PROVIDED PASSAGE
========================================================================
Sparse arrays allocation versus speed

Hi! I have a question about allocations and speed trade-off when using Sparse Arrays.

TLDR question: Sparse matrix multiplication for my case is fast, but allocates a lot of memory. Using dense matrices my code is slower but allocations are 0, indicating a trade-off between the two. In the grand scheme of things, my whole program uses a lot memory and has garbage collection time of 10%. Should I care about this large memory footprint? Can garbage collection “eat up” the savings from the sparsity?

Detailed question

I am now building a model with a lot of simple linear algebra operations on large matrices that are iterated on thousands of times. I am providing a MWE below with one operation that exemplifies it. I have the matrix multiplication X' \Sigma^{-1} .

Here \Sigma^{-1} is block-diagonal with n \times n blocks and X is T \times n and has a special structure with a lot of zeroes. The matrices have a sparsity of 99% and 95%, respectively, for a typical n. Moreover, \Sigma^{-1} is a submatrix of a bigger matrix \Sigma_{full}^{-1}, where only a handful of the first rows and columns are “deleted”. I am providing examples with typical values for T and n as well as with n=17 (spoiler @views and mul!() with sparse matrices do not work with that n).

My main code uses SparseArrays and I am comparing it to a dense multiplication. I am running the following lines from the MWE below:

@btime $XtΣ_inv = $Xsur_sp'*$Σ_invsp_full[(Tf-T)*n+1:end, (Tf-T)*n+1:end];  # sparse array impementation
@btime mul!($XtΣ_invD,$XsurD',$Σ_invD);                                     # dense array implementation with mul!()
@btime mul!($XtΣ_invD,$XsurD',$Σ_inv_viewD);                                # dense array implementation with @view
@btime $XtΣ_inv = $Xsur_sp'*$Σ_invsp_view;                                  # sprase array implementation with @view
@btime mul!($XtΣ_inv,$Xsur_sp',$Σ_invsp_full[(Tf-T)*n+1:end, (Tf-T)*n+1:end]); # sprase array implementation with mul!()
========================================================================
(Detection examples)
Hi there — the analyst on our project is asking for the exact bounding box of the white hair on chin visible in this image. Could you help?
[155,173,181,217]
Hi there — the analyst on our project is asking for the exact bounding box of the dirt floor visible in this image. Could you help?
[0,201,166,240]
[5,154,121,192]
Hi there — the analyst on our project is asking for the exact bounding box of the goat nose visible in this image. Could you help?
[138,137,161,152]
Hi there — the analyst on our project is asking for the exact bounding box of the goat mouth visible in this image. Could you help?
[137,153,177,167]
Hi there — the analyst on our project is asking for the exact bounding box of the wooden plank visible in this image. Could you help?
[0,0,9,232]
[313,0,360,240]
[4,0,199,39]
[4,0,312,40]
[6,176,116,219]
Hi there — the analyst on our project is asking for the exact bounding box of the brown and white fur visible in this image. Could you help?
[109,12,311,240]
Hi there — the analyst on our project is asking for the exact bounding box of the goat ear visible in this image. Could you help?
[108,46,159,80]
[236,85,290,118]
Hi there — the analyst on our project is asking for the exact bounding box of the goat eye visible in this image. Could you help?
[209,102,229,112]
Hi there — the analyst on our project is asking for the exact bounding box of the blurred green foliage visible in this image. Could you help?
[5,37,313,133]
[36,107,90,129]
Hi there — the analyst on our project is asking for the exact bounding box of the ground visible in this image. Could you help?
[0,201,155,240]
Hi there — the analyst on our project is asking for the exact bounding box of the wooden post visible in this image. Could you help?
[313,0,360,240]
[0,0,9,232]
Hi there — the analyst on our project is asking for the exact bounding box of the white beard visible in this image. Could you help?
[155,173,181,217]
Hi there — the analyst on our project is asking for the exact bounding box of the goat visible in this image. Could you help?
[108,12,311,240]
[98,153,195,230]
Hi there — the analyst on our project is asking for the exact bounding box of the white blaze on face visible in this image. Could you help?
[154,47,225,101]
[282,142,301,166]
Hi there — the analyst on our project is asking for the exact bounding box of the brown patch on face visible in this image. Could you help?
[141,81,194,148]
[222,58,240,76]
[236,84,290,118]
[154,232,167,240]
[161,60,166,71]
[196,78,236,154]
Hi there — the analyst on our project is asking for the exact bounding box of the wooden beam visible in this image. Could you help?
========================================================================
REQUEST
In the forum post on sparse array allocation above, list every expression that is timed with @btime, leaving out the @btime macro and the trailing comments.

EXERCISE OUTPUT
- $XtΣ_inv = $Xsur_sp'*$Σ_invsp_full[(Tf-T)*n+1:end, (Tf-T)*n+1:end];
- mul!($XtΣ_invD,$XsurD',$Σ_invD);
- mul!($XtΣ_invD,$XsurD',$Σ_inv_viewD);
- $XtΣ_inv = $Xsur_sp'*$Σ_invsp_view;
- mul!($XtΣ_inv,$Xsur_sp',$Σ_invsp_full[(Tf-T)*n+1:end, (Tf-T)*n+1:end]);